**Aim:** Put every line of the records below into a Markdown table with the columns Row and Line, numbering the rows and skipping blank lines. Leave the pictures out.

**Dataset extract:**

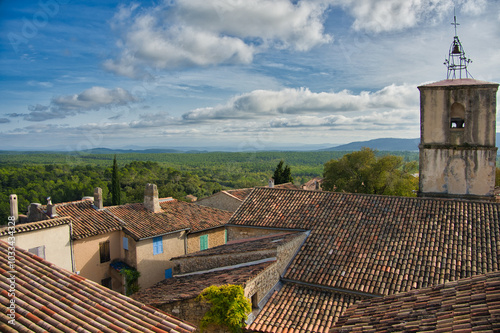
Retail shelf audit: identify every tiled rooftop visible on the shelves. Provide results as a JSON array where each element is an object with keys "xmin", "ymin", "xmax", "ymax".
[
  {"xmin": 106, "ymin": 199, "xmax": 232, "ymax": 240},
  {"xmin": 330, "ymin": 272, "xmax": 500, "ymax": 333},
  {"xmin": 132, "ymin": 261, "xmax": 274, "ymax": 306},
  {"xmin": 225, "ymin": 188, "xmax": 253, "ymax": 201},
  {"xmin": 44, "ymin": 200, "xmax": 122, "ymax": 239},
  {"xmin": 0, "ymin": 241, "xmax": 195, "ymax": 333},
  {"xmin": 172, "ymin": 232, "xmax": 300, "ymax": 259},
  {"xmin": 0, "ymin": 216, "xmax": 72, "ymax": 236},
  {"xmin": 247, "ymin": 283, "xmax": 359, "ymax": 333},
  {"xmin": 229, "ymin": 188, "xmax": 500, "ymax": 327}
]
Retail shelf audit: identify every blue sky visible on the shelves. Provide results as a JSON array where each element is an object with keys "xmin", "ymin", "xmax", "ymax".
[{"xmin": 0, "ymin": 0, "xmax": 500, "ymax": 150}]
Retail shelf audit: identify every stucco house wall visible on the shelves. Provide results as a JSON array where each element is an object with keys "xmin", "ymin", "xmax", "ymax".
[
  {"xmin": 187, "ymin": 226, "xmax": 226, "ymax": 253},
  {"xmin": 136, "ymin": 231, "xmax": 186, "ymax": 289},
  {"xmin": 0, "ymin": 223, "xmax": 73, "ymax": 272},
  {"xmin": 73, "ymin": 231, "xmax": 122, "ymax": 284}
]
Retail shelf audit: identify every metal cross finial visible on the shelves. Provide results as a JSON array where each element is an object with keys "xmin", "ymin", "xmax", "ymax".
[{"xmin": 451, "ymin": 9, "xmax": 460, "ymax": 37}]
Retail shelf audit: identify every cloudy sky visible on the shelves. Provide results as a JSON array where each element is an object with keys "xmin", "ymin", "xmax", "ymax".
[{"xmin": 0, "ymin": 0, "xmax": 500, "ymax": 150}]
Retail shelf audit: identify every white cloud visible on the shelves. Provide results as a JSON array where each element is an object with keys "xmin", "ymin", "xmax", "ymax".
[
  {"xmin": 270, "ymin": 109, "xmax": 419, "ymax": 130},
  {"xmin": 23, "ymin": 87, "xmax": 138, "ymax": 121},
  {"xmin": 104, "ymin": 0, "xmax": 332, "ymax": 77},
  {"xmin": 342, "ymin": 0, "xmax": 454, "ymax": 32},
  {"xmin": 182, "ymin": 85, "xmax": 418, "ymax": 122}
]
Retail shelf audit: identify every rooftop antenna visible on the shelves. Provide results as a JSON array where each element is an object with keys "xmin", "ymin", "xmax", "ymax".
[{"xmin": 444, "ymin": 10, "xmax": 472, "ymax": 80}]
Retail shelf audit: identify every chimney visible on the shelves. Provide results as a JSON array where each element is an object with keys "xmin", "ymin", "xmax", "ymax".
[
  {"xmin": 28, "ymin": 203, "xmax": 42, "ymax": 222},
  {"xmin": 94, "ymin": 187, "xmax": 104, "ymax": 209},
  {"xmin": 47, "ymin": 197, "xmax": 57, "ymax": 217},
  {"xmin": 144, "ymin": 184, "xmax": 161, "ymax": 213},
  {"xmin": 9, "ymin": 194, "xmax": 19, "ymax": 222}
]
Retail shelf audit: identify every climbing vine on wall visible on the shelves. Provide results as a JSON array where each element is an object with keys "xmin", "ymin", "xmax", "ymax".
[
  {"xmin": 120, "ymin": 267, "xmax": 141, "ymax": 296},
  {"xmin": 197, "ymin": 284, "xmax": 252, "ymax": 332}
]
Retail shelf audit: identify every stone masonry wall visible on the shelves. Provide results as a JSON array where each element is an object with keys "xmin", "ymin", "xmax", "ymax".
[
  {"xmin": 227, "ymin": 226, "xmax": 289, "ymax": 242},
  {"xmin": 172, "ymin": 250, "xmax": 276, "ymax": 274},
  {"xmin": 187, "ymin": 227, "xmax": 226, "ymax": 253},
  {"xmin": 156, "ymin": 298, "xmax": 230, "ymax": 333}
]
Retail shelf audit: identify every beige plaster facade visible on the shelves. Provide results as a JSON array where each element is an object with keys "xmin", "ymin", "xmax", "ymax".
[
  {"xmin": 73, "ymin": 231, "xmax": 122, "ymax": 289},
  {"xmin": 134, "ymin": 231, "xmax": 186, "ymax": 289},
  {"xmin": 0, "ymin": 223, "xmax": 73, "ymax": 272},
  {"xmin": 419, "ymin": 79, "xmax": 498, "ymax": 198},
  {"xmin": 187, "ymin": 226, "xmax": 226, "ymax": 253}
]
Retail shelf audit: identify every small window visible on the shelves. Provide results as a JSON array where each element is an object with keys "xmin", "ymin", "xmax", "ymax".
[
  {"xmin": 28, "ymin": 245, "xmax": 45, "ymax": 259},
  {"xmin": 99, "ymin": 241, "xmax": 111, "ymax": 264},
  {"xmin": 200, "ymin": 235, "xmax": 208, "ymax": 251},
  {"xmin": 101, "ymin": 277, "xmax": 111, "ymax": 289},
  {"xmin": 153, "ymin": 236, "xmax": 163, "ymax": 255},
  {"xmin": 252, "ymin": 293, "xmax": 259, "ymax": 309},
  {"xmin": 450, "ymin": 102, "xmax": 465, "ymax": 129}
]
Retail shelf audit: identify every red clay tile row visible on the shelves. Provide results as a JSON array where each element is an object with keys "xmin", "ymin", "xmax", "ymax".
[
  {"xmin": 0, "ymin": 241, "xmax": 195, "ymax": 332},
  {"xmin": 330, "ymin": 272, "xmax": 500, "ymax": 333},
  {"xmin": 247, "ymin": 283, "xmax": 359, "ymax": 333}
]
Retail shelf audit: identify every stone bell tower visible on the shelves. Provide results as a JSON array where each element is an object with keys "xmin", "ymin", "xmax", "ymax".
[{"xmin": 418, "ymin": 14, "xmax": 498, "ymax": 200}]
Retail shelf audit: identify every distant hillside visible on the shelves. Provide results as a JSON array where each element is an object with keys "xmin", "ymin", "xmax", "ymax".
[
  {"xmin": 323, "ymin": 138, "xmax": 420, "ymax": 151},
  {"xmin": 83, "ymin": 148, "xmax": 183, "ymax": 154}
]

**Exercise solution:**
| Row | Line |
|---|---|
| 1 | Retail shelf audit: identify every tiled rooftop visible on the shelves. Provide results as a JSON array where each element is an object with keys "xmin", "ymin", "xmax", "ymax". |
| 2 | [ |
| 3 |   {"xmin": 106, "ymin": 199, "xmax": 232, "ymax": 240}, |
| 4 |   {"xmin": 330, "ymin": 272, "xmax": 500, "ymax": 333}, |
| 5 |   {"xmin": 132, "ymin": 261, "xmax": 274, "ymax": 306}, |
| 6 |   {"xmin": 225, "ymin": 188, "xmax": 253, "ymax": 201}, |
| 7 |   {"xmin": 44, "ymin": 200, "xmax": 122, "ymax": 239}, |
| 8 |   {"xmin": 0, "ymin": 241, "xmax": 195, "ymax": 333}, |
| 9 |   {"xmin": 172, "ymin": 232, "xmax": 300, "ymax": 259}, |
| 10 |   {"xmin": 0, "ymin": 216, "xmax": 72, "ymax": 236}, |
| 11 |   {"xmin": 247, "ymin": 283, "xmax": 359, "ymax": 333}, |
| 12 |   {"xmin": 229, "ymin": 188, "xmax": 500, "ymax": 327} |
| 13 | ] |
| 14 | Retail shelf audit: identify every blue sky visible on the shelves. Provide results as a JSON array where each element is an object with keys "xmin", "ymin", "xmax", "ymax". |
| 15 | [{"xmin": 0, "ymin": 0, "xmax": 500, "ymax": 150}] |
| 16 | Retail shelf audit: identify every stucco house wall visible on the shelves. Provide results as a JSON array where each element is an object with keys "xmin", "ymin", "xmax", "ymax". |
| 17 | [ |
| 18 |   {"xmin": 187, "ymin": 226, "xmax": 226, "ymax": 253}, |
| 19 |   {"xmin": 136, "ymin": 231, "xmax": 186, "ymax": 289}, |
| 20 |   {"xmin": 0, "ymin": 223, "xmax": 73, "ymax": 272}, |
| 21 |   {"xmin": 73, "ymin": 231, "xmax": 122, "ymax": 284} |
| 22 | ] |
| 23 | Retail shelf audit: identify every metal cross finial visible on the shelves. Provide results as a JSON array where each element is an object with keys "xmin", "ymin", "xmax", "ymax". |
| 24 | [{"xmin": 451, "ymin": 9, "xmax": 460, "ymax": 37}] |
| 25 | Retail shelf audit: identify every cloudy sky visible on the shelves. Provide results as a JSON array where each element is an object with keys "xmin", "ymin", "xmax", "ymax". |
| 26 | [{"xmin": 0, "ymin": 0, "xmax": 500, "ymax": 150}] |
| 27 | Retail shelf audit: identify every white cloud visible on the shelves. Provide results as a JSON array where each element is an object with keys "xmin", "ymin", "xmax", "ymax". |
| 28 | [ |
| 29 |   {"xmin": 270, "ymin": 109, "xmax": 419, "ymax": 130}, |
| 30 |   {"xmin": 23, "ymin": 87, "xmax": 138, "ymax": 121}, |
| 31 |   {"xmin": 104, "ymin": 0, "xmax": 332, "ymax": 77}, |
| 32 |   {"xmin": 342, "ymin": 0, "xmax": 454, "ymax": 32}, |
| 33 |   {"xmin": 182, "ymin": 85, "xmax": 418, "ymax": 122} |
| 34 | ] |
| 35 | Retail shelf audit: identify every rooftop antenna visible on the shelves. Provide results as a JSON array where each element is an object with keys "xmin", "ymin", "xmax", "ymax". |
| 36 | [{"xmin": 444, "ymin": 10, "xmax": 472, "ymax": 80}] |
| 37 | Retail shelf audit: identify every chimney visible on the shelves. Provide results as a JSON array where each element is an object with keys "xmin", "ymin", "xmax", "ymax". |
| 38 | [ |
| 39 |   {"xmin": 28, "ymin": 203, "xmax": 42, "ymax": 222}, |
| 40 |   {"xmin": 94, "ymin": 187, "xmax": 104, "ymax": 209}, |
| 41 |   {"xmin": 47, "ymin": 197, "xmax": 57, "ymax": 217}, |
| 42 |   {"xmin": 144, "ymin": 184, "xmax": 161, "ymax": 213}, |
| 43 |   {"xmin": 9, "ymin": 194, "xmax": 19, "ymax": 222} |
| 44 | ] |
| 45 | Retail shelf audit: identify every climbing vine on wall visible on the shelves. Provide results as a JSON array where each element is an object with keys "xmin", "ymin", "xmax", "ymax". |
| 46 | [ |
| 47 |   {"xmin": 120, "ymin": 267, "xmax": 141, "ymax": 296}, |
| 48 |   {"xmin": 197, "ymin": 284, "xmax": 252, "ymax": 332} |
| 49 | ] |
| 50 | Retail shelf audit: identify every stone masonry wall visible on the shelves. Provide results as a JSON array where each element is an object with keys "xmin", "ymin", "xmax", "ymax". |
| 51 | [ |
| 52 |   {"xmin": 227, "ymin": 226, "xmax": 289, "ymax": 242}, |
| 53 |   {"xmin": 172, "ymin": 250, "xmax": 276, "ymax": 274}, |
| 54 |   {"xmin": 187, "ymin": 227, "xmax": 226, "ymax": 253}, |
| 55 |   {"xmin": 156, "ymin": 298, "xmax": 230, "ymax": 333} |
| 56 | ] |
| 57 | Retail shelf audit: identify every beige plaster facade visible on the shelves. Provide results as a JSON array where each element is an object with keys "xmin", "ymin", "xmax", "ymax". |
| 58 | [ |
| 59 |   {"xmin": 73, "ymin": 231, "xmax": 122, "ymax": 289}, |
| 60 |   {"xmin": 134, "ymin": 231, "xmax": 186, "ymax": 289}, |
| 61 |   {"xmin": 0, "ymin": 223, "xmax": 73, "ymax": 272}, |
| 62 |   {"xmin": 419, "ymin": 79, "xmax": 498, "ymax": 198}, |
| 63 |   {"xmin": 187, "ymin": 226, "xmax": 226, "ymax": 253} |
| 64 | ] |
| 65 | Retail shelf audit: identify every small window visible on the shelves. Provide results as a JSON array where each element is an object with keys "xmin", "ymin", "xmax", "ymax". |
| 66 | [ |
| 67 |   {"xmin": 28, "ymin": 245, "xmax": 45, "ymax": 259}, |
| 68 |   {"xmin": 99, "ymin": 241, "xmax": 111, "ymax": 264}, |
| 69 |   {"xmin": 200, "ymin": 235, "xmax": 208, "ymax": 251}, |
| 70 |   {"xmin": 101, "ymin": 277, "xmax": 111, "ymax": 289}, |
| 71 |   {"xmin": 153, "ymin": 236, "xmax": 163, "ymax": 255}, |
| 72 |   {"xmin": 252, "ymin": 293, "xmax": 259, "ymax": 309}, |
| 73 |   {"xmin": 450, "ymin": 102, "xmax": 465, "ymax": 129} |
| 74 | ] |
| 75 | Retail shelf audit: identify every red clay tile row visible on the shelves. Provide results as a JSON array where each element is an object with keys "xmin", "ymin", "xmax", "ymax". |
| 76 | [ |
| 77 |   {"xmin": 0, "ymin": 241, "xmax": 195, "ymax": 332}, |
| 78 |   {"xmin": 330, "ymin": 272, "xmax": 500, "ymax": 333}, |
| 79 |   {"xmin": 247, "ymin": 283, "xmax": 359, "ymax": 333} |
| 80 | ] |
| 81 | Retail shelf audit: identify every stone bell tower visible on the shelves. Provide results as a JSON array where each element is an object with keys "xmin", "ymin", "xmax", "ymax". |
| 82 | [{"xmin": 418, "ymin": 14, "xmax": 498, "ymax": 200}] |
| 83 | Retail shelf audit: identify every distant hillside visible on the shelves. Provide results as a JSON array where each element is an object with keys "xmin", "ymin", "xmax", "ymax". |
| 84 | [ |
| 85 |   {"xmin": 323, "ymin": 138, "xmax": 420, "ymax": 151}, |
| 86 |   {"xmin": 83, "ymin": 148, "xmax": 183, "ymax": 154} |
| 87 | ] |